Aufgabenstellung: Führe den Lesetext über autoritäre Dynamiken in antiimperialistischen Kreisen nach seinem letzten Satz weiter.

Lesetext:
Was sich hier zeigt, ist mehr
als eine moralische Orientierungslosigkeit. Es ist eine autoritäre Dynamik, die
sich durch popkulturelle Gesten, durch Influencer-Rhetorik und durch radikale
Vereinfachung auf Social Media verbreitet. Solidarität wird exklusiv vergeben:
Wer nicht ins binäre Freund-Feind-Schema passt, fliegt raus.
So werden queere Frauen, die
sich gegen islamistische Frauenverachtung äußern, ignoriert. Jüdische Menschen,
die um ihre Sicherheit fürchten, gelten als Agenten des Imperialismus. Und
Linke, die Differenzierung einfordern, werden als „antideutsch“ abgestempelt.
Die Szene, die sich einst auf Selbstkritik berief, kennt heute nur noch
Säuberung.
Dass islamistischer
Antisemitismus keine Erfindung der Rechten ist, müsste sich inzwischen
herumgesprochen haben. Doch in antiimperialistischen Kreisen wird diese
Tatsache systematisch ausgeblendet – oder in einen „antizionistischen
Widerstand“ umgedeutet. Hamas wird nicht mehr als klerikalfaschistische
Bewegung kritisiert, sondern als Sprachrohr der Entrechteten verteidigt.

Einträge eines Datensatzes:

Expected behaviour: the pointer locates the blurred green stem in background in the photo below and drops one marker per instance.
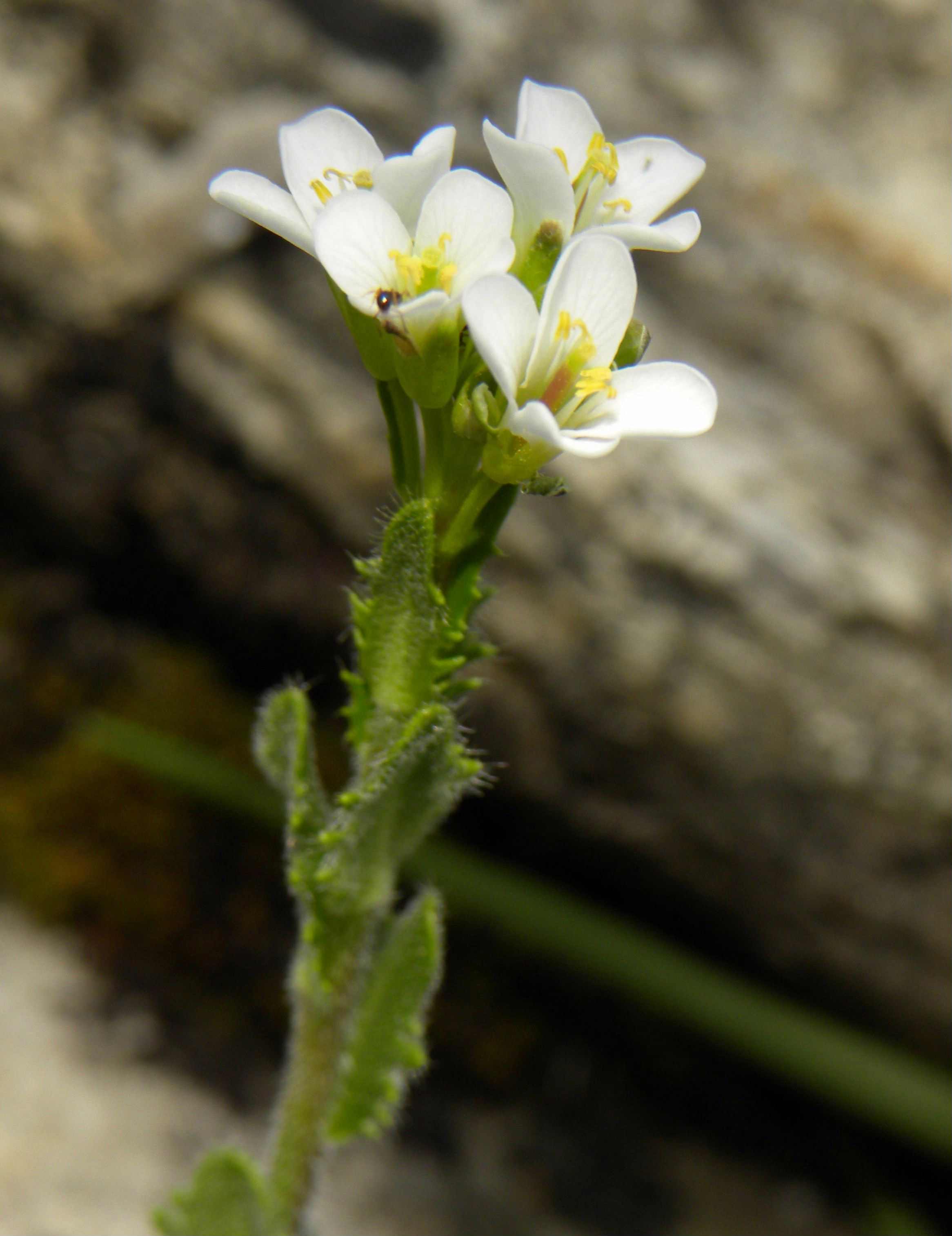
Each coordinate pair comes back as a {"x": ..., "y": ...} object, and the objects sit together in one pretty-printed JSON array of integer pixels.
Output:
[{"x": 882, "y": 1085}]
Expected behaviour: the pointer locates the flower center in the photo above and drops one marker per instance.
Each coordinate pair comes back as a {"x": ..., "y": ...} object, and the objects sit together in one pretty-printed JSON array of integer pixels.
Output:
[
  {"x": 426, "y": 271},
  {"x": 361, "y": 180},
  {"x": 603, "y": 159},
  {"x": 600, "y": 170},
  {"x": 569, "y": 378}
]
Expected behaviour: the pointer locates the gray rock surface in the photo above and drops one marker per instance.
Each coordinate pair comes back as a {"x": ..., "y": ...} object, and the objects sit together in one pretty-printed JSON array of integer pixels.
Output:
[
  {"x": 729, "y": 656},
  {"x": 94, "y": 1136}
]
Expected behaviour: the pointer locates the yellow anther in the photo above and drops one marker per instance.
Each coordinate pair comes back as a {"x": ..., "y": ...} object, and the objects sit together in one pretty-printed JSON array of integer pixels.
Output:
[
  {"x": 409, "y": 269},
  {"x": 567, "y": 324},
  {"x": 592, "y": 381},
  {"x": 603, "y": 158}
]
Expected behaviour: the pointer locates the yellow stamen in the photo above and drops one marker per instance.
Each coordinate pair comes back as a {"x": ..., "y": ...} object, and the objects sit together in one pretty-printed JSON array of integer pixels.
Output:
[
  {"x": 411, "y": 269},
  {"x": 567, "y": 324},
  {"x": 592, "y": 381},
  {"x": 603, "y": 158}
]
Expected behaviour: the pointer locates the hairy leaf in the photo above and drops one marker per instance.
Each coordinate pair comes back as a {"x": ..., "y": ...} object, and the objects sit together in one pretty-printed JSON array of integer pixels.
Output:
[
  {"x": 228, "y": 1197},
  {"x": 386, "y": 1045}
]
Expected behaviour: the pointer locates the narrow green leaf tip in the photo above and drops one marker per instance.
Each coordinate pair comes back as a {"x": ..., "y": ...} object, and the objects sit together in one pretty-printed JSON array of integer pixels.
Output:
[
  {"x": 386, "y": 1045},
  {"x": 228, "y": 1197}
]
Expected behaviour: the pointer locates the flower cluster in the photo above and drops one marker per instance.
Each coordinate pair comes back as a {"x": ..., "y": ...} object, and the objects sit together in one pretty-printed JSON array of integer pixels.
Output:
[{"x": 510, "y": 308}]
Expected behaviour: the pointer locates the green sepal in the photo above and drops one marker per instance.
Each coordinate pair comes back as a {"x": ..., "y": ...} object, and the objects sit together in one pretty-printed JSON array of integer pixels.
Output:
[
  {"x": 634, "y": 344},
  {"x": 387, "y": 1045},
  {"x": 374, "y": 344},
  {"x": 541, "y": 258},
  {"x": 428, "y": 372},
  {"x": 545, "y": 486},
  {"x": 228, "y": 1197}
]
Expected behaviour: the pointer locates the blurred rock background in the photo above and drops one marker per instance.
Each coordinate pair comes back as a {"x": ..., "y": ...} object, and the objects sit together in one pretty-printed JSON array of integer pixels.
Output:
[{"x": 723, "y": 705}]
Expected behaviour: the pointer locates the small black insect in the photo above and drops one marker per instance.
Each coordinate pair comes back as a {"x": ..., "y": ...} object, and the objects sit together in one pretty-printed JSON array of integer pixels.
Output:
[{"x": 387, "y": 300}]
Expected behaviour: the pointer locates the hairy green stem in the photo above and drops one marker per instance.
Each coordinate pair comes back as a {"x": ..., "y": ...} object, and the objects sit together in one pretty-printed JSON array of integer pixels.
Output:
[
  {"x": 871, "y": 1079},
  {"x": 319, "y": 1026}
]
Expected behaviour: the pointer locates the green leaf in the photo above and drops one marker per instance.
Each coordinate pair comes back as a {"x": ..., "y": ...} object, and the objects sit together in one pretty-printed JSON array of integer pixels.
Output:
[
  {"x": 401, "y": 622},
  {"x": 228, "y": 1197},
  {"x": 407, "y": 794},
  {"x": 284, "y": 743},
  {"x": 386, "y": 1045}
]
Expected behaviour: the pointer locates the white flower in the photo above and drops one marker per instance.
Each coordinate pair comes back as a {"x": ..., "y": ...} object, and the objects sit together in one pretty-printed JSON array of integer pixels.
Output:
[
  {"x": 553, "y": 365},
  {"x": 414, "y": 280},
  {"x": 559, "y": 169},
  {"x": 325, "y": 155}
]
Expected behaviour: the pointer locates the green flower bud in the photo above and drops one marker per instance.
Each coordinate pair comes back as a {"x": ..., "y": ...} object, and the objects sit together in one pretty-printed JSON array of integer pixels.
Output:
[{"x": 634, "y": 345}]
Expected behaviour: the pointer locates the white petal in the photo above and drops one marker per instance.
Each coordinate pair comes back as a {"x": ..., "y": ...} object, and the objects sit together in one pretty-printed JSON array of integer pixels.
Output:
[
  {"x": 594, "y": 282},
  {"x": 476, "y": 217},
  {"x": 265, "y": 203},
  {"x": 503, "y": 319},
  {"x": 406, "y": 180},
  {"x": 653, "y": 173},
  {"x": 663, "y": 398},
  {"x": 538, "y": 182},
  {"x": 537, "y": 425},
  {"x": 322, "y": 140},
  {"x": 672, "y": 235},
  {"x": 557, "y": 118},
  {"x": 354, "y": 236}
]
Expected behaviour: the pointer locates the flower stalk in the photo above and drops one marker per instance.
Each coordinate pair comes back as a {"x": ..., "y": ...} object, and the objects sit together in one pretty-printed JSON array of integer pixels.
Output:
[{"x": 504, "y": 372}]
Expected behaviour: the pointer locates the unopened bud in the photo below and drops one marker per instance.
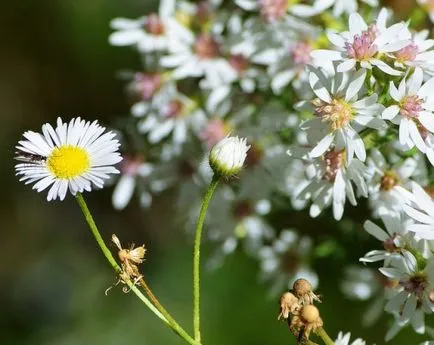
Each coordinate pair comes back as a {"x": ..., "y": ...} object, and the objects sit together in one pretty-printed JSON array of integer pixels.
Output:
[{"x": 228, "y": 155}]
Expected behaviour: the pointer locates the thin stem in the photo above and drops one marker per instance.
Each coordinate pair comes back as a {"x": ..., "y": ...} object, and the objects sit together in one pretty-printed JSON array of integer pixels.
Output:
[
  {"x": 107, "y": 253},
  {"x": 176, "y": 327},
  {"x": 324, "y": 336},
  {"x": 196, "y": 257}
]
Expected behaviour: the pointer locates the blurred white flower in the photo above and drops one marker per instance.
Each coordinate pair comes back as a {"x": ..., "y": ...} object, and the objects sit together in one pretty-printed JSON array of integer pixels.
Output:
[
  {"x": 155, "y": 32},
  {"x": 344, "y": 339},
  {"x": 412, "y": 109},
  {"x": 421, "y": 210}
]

Ergebnis:
Wenn der Kreisverband Die Linke Neukölln zur „unterilbaren
Solidarität mit Palästina“ aufruft, wenn Solid-Verbände
gemeinsam mit BDS-nahem Umfeld auf die Straße gehen, wenn Kufiya-Verbote an Schulen mehr Empörung auslösen als
antisemitische Gewalt auf Schulhöfen – dann hat die Linke ihre Prioritäten nicht verloren, sondern bewusst verschoben.
Von der linken
Solidarität bleibt wenig übrig
Und genau das ist das Problem.
Denn die rechte Gefahr ist real. Die AfD profitiert nicht nur von der Spaltung
der Linken, sie nutzt sie. Sie inszeniert sich als Verteidigerin der Jüdische
Menschen – um rassistische Ressentiments gegen Muslime salonfähig zu machen.
Eine Umarmung mit dem Messer in der Hand. Dass Jüdische Menschen diese
Heuchelei erkennen, ändert nichts daran, dass sie nun zwischen zwei Fronten stehen – und oft allein.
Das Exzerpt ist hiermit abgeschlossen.